◆ **Activity**
The records that follow must be repeated exactly, line by line.

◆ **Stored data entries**
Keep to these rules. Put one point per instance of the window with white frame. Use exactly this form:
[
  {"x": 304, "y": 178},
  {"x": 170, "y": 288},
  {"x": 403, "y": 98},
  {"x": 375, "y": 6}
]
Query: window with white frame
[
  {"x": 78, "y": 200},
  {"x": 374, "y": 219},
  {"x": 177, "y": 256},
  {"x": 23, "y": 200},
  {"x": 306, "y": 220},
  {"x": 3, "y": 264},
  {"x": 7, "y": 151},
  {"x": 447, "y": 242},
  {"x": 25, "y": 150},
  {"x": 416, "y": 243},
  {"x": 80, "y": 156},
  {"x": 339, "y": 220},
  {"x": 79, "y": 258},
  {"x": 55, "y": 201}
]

◆ **Your response**
Keep to these rules. Put one point per instance of the window with white frame. Use exactly this form:
[
  {"x": 304, "y": 178},
  {"x": 170, "y": 288},
  {"x": 403, "y": 98},
  {"x": 375, "y": 6}
]
Query: window with white frame
[
  {"x": 78, "y": 200},
  {"x": 374, "y": 219},
  {"x": 177, "y": 256},
  {"x": 23, "y": 200},
  {"x": 306, "y": 220},
  {"x": 3, "y": 264},
  {"x": 7, "y": 151},
  {"x": 447, "y": 242},
  {"x": 25, "y": 150},
  {"x": 416, "y": 243},
  {"x": 80, "y": 156},
  {"x": 339, "y": 220},
  {"x": 79, "y": 258},
  {"x": 55, "y": 201}
]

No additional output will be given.